=== Fonte ===

71. E a verdade é que a simplificação associada a este método permite aos sujeitos passivos, desde logo, diminuir os custos administrativos no cálculo do imposto dedutível, e, assim, libertar recursos necessários para outras atividades. Porém, a vantagem fulcral deste método é permitir aos sujeitos passivos deduzir o imposto que suportaram na aquisição dos bens ou serviços, sendo que alguns sujeitos passivos conseguem obter uma percentagem de dedução bastante significativa, sendo esta essencial para os seus orçamentos.
72. Todavia, a propósito da simplicidade do método do pro rata, importa referir a posição de Xavier de Bastos e Maria Odete Oliveira , que dizem que é por esta razão que ele foi “estabelecido com carácter geral e supletivo, ou seja, será o utilizado sempre que não deva aplicar-se ou não possa aplicar-se um outro método nos termos legalmente estabelecidos”, este método “é único e geral para aplicação ao imposto suportado em todos os bens e serviços utilizados para efetuar, indistintamente…operações com e sem direito a dedução”. Porém, estes autores também reconhecem que o facto de serem utilizadas grandezas de grande generalidade pode não consubstanciar uma justa e razoável determinação da medida de dedução do imposto e, por outro lado, entendem que o modo de apuramento mais correto da parcela de imposto a deduzir, produzindo um resultado mais próximo do possível, será, indubitavelmente, aquele em que a imputação do imposto seja conforme ao verdadeiro e efetivo uso do bem e serviço em cada um dos dois tipos de operações que caracterizam a situação em que existe o uso de inputs mistos.

=== Linhas apresentadas ===

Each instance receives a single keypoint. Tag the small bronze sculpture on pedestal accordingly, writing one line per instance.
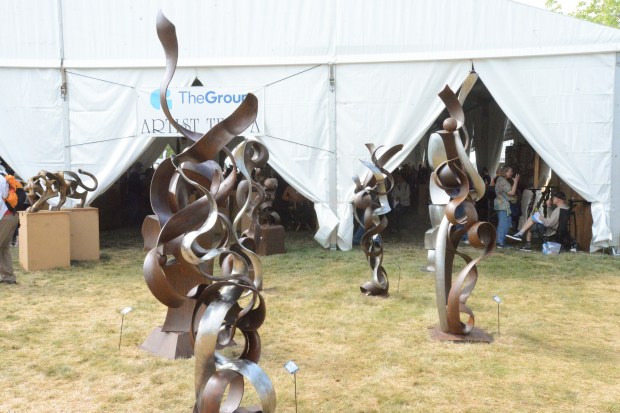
(371, 199)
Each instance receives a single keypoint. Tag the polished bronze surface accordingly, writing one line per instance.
(372, 202)
(62, 184)
(454, 176)
(199, 247)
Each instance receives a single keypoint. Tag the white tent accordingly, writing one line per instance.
(334, 74)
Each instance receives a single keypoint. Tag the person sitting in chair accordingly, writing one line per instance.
(543, 227)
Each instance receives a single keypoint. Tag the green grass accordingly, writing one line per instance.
(558, 349)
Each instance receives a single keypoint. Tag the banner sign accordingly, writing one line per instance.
(194, 108)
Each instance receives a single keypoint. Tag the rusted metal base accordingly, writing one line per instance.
(171, 345)
(475, 336)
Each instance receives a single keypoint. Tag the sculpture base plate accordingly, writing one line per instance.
(171, 345)
(476, 335)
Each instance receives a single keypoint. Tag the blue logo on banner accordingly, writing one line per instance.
(155, 99)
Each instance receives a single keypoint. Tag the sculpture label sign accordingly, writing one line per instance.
(195, 108)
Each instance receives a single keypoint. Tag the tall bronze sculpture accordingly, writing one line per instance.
(195, 239)
(454, 174)
(371, 199)
(62, 184)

===

**Conjunto de tarefas:**
**A.** Enumere todas as vantagens que o parágrafo 71 da fonte atribui ao método para os sujeitos passivos.
**B.** Responda com base na fonte:
(i) Que método é referido pelo nome no parágrafo 72?
(ii) Que autores são citados a propósito da simplicidade desse método?
(iii) Com que carácter, segundo esses autores, foi o método estabelecido?

**Respostas finais:**
**A.**
- Diminuir os custos administrativos no cálculo do imposto dedutível
- Libertar recursos necessários para outras atividades
- Deduzir o imposto que suportaram na aquisição dos bens ou serviços

**B.**
(i) O método do pro rata.
(ii) Xavier de Bastos e Maria Odete Oliveira.
(iii) Com carácter geral e supletivo.